» Text excerpt:
---
EEOC Warns Employers About AI Discrimination Risk

Author: Emily Scace, Brightmine Legal Editor

May 18, 2023

Employers that use AI and algorithmic decision-making tools must be careful that the technology does not systematically disadvantage people based on their race, color, religion, sex or national origin, according to a new guidance document from the Equal Employment Opportunity Commission (EEOC).

In the document, the EEOC explains how AI and other algorithmic systems can run afoul of Title VII and recommends strategies for evaluating these technologies for potential discriminatory effects. While the guidance document does not create new legal obligations for employers, it nevertheless provides important insight into the EEOC's thinking about an emerging issue.

According to the EEOC, if an algorithmic tool adversely impacts individuals of a particular race, color, religion, sex (which includes pregnancy, sexual orientation and gender identity), or national origin - or a certain combination of these characteristics - an employer's use of the tool will violate Title VII unless the employer can show that it is job-related and consistent with business necessity. This is generally true even if the tool has been designed or administered by a third party, such as a software vendor, the agency notes.

The guidance focused on Title VII, so it did not address age or disability, which are protected under the Age Discrimination in Employment Act (ADEA) and the Americans with Disabilities Act (ADA), respectively. However, the EEOC has previously warned of disability discrimination risks associated with the use of AI and similar technologies.

Examples of algorithmic decision-making software include:

  • Resume scanners that prioritize applications using certain keywords;
  • Employee-monitoring software that rates employees based on keystrokes or other factors;
  • Virtual assistants or chatbots that ask job candidates about their qualifications and reject those who do not meet pre-defined requirements;
  • Video interviewing software that evaluates candidates based on facial expressions and speech patterns; and
  • Testing software that provides job fit scores based on an applicant's or employee's personality, aptitude, cognitive skills or perceived cultural fit.

The EEOC recommends that employers looking to adopt these technologies ask software vendors if they have evaluated whether the use of the technology causes a substantially lower selection rate along the lines of Title VII protected characteristics. If the vendor indicates that such effects do exist, employers should consider whether the tool is truly a business necessity and whether there may be alternatives that do not result in these adverse effects.

Furthermore, the EEOC emphasizes that if a vendor is incorrect in its own assessment of a tool, the employer may nevertheless be liable for any discriminatory results the tool produces. Thus, employers should not simply rely on assurances from vendors but should do their own evaluations and adapt their practices if any tools or algorithms disproportionately harm certain demographic groups.
---
Phrase grounding data:
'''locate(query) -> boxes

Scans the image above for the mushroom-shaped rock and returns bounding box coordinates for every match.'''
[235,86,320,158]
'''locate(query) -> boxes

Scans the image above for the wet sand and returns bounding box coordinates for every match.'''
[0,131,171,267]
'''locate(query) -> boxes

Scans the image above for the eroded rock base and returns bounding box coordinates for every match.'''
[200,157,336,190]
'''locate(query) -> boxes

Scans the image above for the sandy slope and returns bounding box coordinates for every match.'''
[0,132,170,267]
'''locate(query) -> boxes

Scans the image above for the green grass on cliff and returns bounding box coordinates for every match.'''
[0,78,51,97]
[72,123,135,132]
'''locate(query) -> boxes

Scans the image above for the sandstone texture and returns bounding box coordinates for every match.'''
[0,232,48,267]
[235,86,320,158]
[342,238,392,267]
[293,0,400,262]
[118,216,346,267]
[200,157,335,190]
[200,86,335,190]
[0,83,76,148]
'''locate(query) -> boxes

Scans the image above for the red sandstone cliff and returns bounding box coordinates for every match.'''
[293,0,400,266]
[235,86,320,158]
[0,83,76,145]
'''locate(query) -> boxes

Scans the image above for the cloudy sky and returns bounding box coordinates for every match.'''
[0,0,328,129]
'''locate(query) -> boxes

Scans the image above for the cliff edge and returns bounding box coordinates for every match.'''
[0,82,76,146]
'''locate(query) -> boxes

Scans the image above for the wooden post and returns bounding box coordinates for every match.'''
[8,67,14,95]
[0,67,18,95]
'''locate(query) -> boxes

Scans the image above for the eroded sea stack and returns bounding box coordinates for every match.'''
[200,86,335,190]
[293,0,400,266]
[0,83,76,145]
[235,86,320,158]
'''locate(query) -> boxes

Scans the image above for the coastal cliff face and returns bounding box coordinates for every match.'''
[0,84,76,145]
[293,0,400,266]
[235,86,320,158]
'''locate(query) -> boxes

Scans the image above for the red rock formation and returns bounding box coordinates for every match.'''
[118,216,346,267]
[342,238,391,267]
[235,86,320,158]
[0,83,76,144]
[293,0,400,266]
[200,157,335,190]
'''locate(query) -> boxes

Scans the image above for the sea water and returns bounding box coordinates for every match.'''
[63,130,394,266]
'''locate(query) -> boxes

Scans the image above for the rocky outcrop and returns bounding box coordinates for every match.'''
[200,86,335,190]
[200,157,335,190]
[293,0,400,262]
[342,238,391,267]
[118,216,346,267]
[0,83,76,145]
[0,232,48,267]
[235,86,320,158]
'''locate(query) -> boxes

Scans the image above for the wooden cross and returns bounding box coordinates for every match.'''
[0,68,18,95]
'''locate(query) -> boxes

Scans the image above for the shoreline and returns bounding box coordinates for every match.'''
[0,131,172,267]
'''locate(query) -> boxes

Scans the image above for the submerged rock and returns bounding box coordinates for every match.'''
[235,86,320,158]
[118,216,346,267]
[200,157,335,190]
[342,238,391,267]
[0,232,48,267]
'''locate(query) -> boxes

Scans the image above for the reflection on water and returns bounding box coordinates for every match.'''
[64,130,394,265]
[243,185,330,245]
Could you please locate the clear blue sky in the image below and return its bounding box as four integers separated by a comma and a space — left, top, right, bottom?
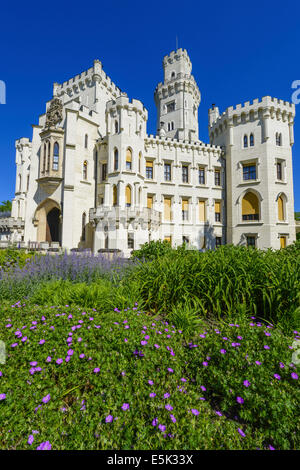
0, 0, 300, 211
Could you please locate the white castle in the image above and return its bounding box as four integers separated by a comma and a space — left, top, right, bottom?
2, 49, 296, 257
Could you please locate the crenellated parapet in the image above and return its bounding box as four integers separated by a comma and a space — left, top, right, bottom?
145, 134, 223, 155
209, 96, 296, 137
53, 59, 121, 98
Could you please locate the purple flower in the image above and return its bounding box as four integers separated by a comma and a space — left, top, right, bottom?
42, 393, 51, 403
165, 404, 173, 411
36, 441, 52, 450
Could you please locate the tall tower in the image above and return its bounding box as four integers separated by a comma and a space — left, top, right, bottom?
154, 49, 201, 141
209, 96, 296, 249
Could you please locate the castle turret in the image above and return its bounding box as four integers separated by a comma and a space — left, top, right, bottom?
154, 49, 201, 141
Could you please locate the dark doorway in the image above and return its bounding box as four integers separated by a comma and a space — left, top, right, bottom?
46, 207, 60, 242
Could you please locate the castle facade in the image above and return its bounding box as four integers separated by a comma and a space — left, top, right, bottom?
5, 49, 296, 257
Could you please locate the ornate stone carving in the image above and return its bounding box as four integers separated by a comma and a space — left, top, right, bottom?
45, 98, 63, 128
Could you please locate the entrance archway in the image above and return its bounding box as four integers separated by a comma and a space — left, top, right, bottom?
46, 207, 60, 243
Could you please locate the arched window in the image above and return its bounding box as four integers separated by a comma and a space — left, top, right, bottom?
81, 212, 86, 242
126, 185, 131, 207
82, 160, 88, 180
277, 196, 285, 221
113, 184, 118, 206
242, 192, 259, 220
126, 148, 132, 171
52, 142, 59, 171
114, 149, 119, 171
276, 132, 282, 146
47, 142, 51, 171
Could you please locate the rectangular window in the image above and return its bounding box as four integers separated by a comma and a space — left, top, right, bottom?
247, 236, 256, 248
146, 160, 153, 180
243, 214, 259, 220
277, 162, 282, 180
167, 101, 175, 113
147, 196, 153, 209
215, 201, 221, 222
164, 197, 171, 221
243, 165, 256, 180
199, 201, 206, 222
182, 199, 189, 220
215, 170, 221, 186
216, 237, 222, 248
182, 165, 189, 183
127, 233, 134, 250
199, 167, 205, 184
280, 236, 286, 248
102, 163, 107, 181
165, 163, 171, 181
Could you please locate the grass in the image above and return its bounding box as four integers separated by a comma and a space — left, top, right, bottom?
0, 303, 299, 450
0, 242, 300, 450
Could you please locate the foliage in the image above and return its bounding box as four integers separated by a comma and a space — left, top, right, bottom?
0, 302, 300, 450
131, 243, 300, 328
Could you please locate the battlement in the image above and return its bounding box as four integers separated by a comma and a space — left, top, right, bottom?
209, 96, 296, 130
106, 93, 148, 118
15, 137, 32, 149
145, 134, 222, 154
163, 48, 192, 68
53, 59, 121, 96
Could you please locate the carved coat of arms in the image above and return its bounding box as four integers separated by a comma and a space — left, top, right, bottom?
45, 98, 63, 127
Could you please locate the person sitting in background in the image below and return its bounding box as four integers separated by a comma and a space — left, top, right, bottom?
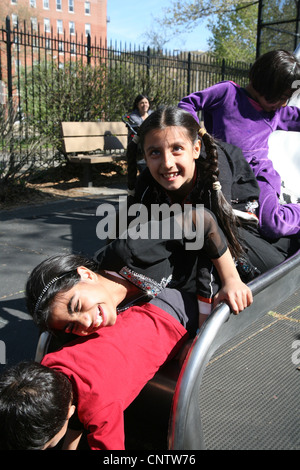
124, 94, 152, 193
178, 50, 300, 239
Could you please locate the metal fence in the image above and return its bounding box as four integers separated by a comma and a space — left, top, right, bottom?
0, 18, 250, 169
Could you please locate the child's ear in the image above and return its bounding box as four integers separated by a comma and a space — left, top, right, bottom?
67, 405, 76, 419
77, 266, 96, 281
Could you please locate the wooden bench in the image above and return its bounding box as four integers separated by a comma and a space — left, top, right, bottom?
61, 121, 128, 187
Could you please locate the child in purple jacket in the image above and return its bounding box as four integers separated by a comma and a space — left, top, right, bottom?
179, 50, 300, 239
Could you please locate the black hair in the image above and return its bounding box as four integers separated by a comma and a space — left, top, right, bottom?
25, 254, 98, 330
249, 50, 300, 103
0, 362, 73, 450
132, 93, 150, 109
139, 106, 243, 259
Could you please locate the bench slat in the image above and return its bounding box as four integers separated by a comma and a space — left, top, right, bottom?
61, 121, 128, 137
68, 154, 125, 164
64, 136, 104, 153
61, 121, 128, 186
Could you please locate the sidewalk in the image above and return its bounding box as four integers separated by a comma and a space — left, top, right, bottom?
0, 186, 126, 373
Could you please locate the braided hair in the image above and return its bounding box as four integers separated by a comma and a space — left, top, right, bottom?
139, 106, 243, 259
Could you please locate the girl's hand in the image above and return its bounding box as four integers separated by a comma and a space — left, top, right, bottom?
213, 278, 253, 315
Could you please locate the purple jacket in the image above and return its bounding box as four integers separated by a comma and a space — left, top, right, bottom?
179, 81, 300, 238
---
» Actions to take:
(a) Translate this sentence from the EEOC guidance article into Spanish: "While the guidance document does not create new legal obligations for employers, it nevertheless provides important insight into the EEOC's thinking about an emerging issue."
(b) Answer these questions from the EEOC guidance article:
(i) Which law protects age, and which protects disability?
(ii) On what basis does video interviewing software evaluate candidates?
(iii) On what date was the article published?

» Responses in order:
(a) Si bien el documento de orientación no crea nuevas obligaciones legales para los empleadores, ofrece no obstante una perspectiva importante sobre el pensamiento de la EEOC acerca de un tema emergente.

(b)
(i) The Age Discrimination in Employment Act (ADEA) protects age, and the Americans with Disabilities Act (ADA) protects disability.
(ii) It evaluates candidates based on facial expressions and speech patterns.
(iii) May 18, 2023.